## Begin Given entries

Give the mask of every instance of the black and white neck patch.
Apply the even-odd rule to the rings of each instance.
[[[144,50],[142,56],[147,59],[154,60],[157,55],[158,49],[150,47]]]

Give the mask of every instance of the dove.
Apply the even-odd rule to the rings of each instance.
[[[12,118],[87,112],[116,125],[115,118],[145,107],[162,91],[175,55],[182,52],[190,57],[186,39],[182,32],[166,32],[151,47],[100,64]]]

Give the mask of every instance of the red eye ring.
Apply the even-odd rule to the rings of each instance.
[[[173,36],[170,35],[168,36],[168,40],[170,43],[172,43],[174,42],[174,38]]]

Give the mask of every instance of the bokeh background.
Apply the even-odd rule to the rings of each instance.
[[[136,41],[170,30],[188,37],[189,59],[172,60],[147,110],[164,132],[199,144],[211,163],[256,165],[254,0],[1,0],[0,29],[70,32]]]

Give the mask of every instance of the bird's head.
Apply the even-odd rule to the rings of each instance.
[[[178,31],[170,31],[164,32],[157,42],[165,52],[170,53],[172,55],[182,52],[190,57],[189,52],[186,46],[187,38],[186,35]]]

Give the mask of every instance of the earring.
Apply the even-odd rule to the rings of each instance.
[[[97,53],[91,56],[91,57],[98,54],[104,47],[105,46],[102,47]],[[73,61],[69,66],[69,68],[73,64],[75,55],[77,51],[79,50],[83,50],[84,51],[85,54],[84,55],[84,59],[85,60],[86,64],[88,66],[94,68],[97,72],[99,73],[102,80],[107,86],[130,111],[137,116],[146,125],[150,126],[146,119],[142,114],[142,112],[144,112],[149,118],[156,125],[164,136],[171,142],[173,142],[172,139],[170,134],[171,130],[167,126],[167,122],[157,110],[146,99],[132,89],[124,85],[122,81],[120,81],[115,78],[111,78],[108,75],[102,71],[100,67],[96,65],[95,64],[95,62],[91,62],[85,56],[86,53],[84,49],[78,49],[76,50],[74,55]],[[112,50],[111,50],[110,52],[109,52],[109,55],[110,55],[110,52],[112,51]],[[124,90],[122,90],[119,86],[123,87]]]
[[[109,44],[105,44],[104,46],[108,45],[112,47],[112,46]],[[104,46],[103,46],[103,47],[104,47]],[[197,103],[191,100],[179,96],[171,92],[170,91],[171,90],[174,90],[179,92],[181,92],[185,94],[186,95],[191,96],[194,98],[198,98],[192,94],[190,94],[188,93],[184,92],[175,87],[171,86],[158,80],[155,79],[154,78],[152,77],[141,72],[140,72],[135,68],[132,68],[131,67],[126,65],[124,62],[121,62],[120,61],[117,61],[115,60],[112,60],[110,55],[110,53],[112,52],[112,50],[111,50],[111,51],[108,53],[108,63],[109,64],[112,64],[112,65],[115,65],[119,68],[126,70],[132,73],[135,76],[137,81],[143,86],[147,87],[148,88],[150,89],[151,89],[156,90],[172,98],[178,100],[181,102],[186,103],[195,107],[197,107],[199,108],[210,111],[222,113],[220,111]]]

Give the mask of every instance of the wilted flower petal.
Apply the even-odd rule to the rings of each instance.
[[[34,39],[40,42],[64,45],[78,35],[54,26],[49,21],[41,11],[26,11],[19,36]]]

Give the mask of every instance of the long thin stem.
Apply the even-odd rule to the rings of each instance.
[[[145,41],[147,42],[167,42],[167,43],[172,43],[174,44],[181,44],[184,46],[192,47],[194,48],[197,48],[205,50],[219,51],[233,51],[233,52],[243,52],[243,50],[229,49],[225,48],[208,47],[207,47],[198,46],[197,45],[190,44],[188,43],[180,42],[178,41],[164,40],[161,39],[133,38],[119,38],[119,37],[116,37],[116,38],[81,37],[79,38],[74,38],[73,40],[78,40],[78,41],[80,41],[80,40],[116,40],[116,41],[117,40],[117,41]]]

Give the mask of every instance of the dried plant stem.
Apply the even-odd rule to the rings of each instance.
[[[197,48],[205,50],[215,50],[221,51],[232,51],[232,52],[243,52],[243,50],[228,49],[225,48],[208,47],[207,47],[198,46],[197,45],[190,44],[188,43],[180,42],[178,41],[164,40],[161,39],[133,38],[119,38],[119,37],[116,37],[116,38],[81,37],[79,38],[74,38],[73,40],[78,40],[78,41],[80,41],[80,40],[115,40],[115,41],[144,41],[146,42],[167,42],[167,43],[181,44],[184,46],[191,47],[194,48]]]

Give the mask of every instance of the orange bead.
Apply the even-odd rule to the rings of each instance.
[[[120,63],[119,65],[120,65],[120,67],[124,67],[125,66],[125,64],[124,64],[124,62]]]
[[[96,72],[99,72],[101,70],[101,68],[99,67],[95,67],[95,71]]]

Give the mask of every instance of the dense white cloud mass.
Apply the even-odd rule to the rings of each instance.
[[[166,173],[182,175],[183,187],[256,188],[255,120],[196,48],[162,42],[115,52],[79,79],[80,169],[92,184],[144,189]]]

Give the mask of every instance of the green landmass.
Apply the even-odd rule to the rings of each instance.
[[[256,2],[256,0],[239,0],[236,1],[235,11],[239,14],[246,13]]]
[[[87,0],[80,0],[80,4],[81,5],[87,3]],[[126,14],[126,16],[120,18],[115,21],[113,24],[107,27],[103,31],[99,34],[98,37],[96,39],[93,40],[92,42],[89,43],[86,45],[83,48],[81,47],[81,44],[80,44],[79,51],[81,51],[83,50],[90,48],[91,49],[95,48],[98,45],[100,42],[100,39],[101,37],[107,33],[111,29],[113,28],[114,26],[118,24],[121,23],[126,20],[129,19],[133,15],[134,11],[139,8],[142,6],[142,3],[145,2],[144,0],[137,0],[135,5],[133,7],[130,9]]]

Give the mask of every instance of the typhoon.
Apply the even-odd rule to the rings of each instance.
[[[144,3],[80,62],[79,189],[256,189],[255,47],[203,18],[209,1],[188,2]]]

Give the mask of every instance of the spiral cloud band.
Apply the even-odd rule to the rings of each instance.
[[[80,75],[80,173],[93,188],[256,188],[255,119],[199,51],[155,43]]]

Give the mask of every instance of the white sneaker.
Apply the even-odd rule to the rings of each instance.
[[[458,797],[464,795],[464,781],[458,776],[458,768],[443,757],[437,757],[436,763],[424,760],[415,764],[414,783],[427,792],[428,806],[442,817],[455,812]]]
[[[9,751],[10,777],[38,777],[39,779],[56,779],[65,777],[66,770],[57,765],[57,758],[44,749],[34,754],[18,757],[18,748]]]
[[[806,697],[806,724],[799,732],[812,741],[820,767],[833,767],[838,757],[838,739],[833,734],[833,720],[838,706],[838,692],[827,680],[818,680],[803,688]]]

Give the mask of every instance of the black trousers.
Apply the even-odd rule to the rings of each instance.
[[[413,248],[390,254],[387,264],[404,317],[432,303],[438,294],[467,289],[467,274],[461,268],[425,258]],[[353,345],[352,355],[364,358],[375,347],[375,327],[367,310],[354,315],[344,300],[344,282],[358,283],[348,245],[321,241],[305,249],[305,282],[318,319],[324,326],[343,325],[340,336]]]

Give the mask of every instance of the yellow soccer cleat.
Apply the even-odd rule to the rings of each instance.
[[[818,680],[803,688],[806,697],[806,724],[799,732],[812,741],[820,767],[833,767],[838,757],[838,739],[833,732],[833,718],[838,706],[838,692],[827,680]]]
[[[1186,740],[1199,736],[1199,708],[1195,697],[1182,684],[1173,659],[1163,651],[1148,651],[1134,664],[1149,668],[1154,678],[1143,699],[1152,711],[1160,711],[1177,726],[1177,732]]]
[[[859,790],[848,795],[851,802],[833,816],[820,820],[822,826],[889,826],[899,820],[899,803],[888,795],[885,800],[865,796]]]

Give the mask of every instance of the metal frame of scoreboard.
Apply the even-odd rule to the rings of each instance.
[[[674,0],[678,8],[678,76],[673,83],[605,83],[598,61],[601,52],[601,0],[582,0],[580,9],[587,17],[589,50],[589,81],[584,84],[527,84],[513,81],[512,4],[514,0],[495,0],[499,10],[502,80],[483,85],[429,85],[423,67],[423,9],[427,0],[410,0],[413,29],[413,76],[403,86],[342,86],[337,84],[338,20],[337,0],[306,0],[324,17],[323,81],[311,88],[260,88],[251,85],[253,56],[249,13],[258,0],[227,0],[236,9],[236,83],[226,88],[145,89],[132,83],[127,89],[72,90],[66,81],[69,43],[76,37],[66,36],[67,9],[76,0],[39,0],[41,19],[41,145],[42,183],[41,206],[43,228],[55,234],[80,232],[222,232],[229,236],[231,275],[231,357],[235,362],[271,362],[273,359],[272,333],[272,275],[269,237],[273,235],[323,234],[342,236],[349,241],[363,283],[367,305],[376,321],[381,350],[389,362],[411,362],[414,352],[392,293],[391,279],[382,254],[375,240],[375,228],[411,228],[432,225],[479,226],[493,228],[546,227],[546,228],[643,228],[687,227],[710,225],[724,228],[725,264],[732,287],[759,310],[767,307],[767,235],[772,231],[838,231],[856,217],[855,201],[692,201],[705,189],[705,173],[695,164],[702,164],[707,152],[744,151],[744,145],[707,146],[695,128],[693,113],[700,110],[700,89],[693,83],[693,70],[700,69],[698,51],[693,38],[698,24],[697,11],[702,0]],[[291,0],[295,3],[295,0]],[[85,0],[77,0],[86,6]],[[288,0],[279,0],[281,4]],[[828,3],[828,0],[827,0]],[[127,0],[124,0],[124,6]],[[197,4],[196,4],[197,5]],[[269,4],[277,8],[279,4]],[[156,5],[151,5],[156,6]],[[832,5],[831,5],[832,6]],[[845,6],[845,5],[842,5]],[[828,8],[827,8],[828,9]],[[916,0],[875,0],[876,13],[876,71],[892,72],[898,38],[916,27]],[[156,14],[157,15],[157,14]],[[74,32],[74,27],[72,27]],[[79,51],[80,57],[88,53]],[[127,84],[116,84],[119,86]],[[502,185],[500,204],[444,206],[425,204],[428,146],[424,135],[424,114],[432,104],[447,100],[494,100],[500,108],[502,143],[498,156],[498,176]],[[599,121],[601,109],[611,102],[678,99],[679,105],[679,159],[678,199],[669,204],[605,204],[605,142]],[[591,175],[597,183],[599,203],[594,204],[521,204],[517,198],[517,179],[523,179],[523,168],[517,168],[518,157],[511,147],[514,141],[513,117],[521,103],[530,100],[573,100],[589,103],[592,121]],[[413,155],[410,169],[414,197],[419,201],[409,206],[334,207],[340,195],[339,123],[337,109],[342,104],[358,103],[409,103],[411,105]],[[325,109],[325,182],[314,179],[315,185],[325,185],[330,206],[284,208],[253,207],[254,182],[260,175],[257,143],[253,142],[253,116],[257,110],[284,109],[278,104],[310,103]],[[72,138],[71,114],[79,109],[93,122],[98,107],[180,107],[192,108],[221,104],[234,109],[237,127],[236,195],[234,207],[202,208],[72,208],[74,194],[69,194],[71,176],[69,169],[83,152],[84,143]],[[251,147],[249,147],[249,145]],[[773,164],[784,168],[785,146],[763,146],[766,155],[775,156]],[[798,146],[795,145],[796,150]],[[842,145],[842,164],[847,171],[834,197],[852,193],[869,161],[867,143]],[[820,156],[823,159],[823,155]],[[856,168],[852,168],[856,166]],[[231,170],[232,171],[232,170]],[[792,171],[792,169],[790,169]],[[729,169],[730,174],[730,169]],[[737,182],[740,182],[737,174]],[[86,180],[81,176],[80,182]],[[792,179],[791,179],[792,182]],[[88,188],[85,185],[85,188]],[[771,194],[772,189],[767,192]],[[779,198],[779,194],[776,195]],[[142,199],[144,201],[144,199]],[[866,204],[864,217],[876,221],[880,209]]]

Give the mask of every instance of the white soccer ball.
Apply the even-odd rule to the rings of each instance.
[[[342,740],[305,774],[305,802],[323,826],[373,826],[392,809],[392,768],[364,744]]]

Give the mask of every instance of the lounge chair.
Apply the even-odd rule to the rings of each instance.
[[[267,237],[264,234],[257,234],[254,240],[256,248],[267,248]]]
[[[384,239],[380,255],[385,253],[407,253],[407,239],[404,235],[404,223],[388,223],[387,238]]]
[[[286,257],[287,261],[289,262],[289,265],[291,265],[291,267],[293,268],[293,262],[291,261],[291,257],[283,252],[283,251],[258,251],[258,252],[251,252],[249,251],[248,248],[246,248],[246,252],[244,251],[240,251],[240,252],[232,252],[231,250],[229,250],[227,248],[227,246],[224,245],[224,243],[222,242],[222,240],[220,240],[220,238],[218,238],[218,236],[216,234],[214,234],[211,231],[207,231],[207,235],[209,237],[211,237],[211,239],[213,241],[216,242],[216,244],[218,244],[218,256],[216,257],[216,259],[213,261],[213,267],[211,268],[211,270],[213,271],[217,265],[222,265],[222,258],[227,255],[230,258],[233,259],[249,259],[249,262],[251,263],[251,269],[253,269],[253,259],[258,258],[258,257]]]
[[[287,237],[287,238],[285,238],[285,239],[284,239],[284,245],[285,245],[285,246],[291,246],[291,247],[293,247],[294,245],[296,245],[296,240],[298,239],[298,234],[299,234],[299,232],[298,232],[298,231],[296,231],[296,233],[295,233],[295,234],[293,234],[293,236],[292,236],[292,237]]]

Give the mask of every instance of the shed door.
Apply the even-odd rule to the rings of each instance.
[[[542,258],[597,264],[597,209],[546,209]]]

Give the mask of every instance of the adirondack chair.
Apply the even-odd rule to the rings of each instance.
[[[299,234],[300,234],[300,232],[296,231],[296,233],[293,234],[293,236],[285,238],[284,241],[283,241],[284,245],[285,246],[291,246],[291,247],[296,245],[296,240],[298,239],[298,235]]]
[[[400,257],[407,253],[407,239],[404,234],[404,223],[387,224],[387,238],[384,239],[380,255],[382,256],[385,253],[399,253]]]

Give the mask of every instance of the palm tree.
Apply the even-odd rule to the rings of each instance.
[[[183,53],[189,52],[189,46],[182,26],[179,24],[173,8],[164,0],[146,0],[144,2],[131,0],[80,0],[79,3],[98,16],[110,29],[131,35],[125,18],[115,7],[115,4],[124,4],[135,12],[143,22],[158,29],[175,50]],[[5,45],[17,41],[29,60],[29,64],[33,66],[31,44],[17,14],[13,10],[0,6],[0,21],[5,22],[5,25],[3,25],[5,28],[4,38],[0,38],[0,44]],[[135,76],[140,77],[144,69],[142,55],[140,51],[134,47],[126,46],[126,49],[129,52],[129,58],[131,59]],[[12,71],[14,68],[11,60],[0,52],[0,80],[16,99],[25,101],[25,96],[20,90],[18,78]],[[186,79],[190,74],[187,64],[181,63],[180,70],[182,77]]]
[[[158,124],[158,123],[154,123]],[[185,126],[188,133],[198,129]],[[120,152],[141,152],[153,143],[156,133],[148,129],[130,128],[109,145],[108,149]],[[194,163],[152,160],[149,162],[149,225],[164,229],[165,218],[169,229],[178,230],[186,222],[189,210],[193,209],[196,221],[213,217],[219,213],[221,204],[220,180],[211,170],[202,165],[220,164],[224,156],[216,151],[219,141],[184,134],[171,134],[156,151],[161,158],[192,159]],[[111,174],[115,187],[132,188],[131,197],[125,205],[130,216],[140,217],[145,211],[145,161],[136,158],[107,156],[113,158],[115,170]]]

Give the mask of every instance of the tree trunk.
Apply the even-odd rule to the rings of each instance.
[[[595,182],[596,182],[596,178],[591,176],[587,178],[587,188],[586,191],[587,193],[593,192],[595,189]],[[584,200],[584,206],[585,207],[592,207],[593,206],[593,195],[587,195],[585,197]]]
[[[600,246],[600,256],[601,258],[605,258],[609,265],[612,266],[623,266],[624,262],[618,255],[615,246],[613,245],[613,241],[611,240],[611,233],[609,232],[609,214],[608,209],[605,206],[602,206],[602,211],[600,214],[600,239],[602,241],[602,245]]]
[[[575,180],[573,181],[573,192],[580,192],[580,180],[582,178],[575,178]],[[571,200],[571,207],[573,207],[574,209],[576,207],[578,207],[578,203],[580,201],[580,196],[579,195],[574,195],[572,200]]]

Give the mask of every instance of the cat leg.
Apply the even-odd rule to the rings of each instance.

## End Given entries

§ What you are asked to do: Copy only the stretch running from the line containing "Give the mask of every instance of the cat" to the final line of the entries, both ends included, exactly as it stands.

§ Solution to this task:
Give the mask of every instance of the cat leg.
Apply the even-odd rule to the rings of each instance.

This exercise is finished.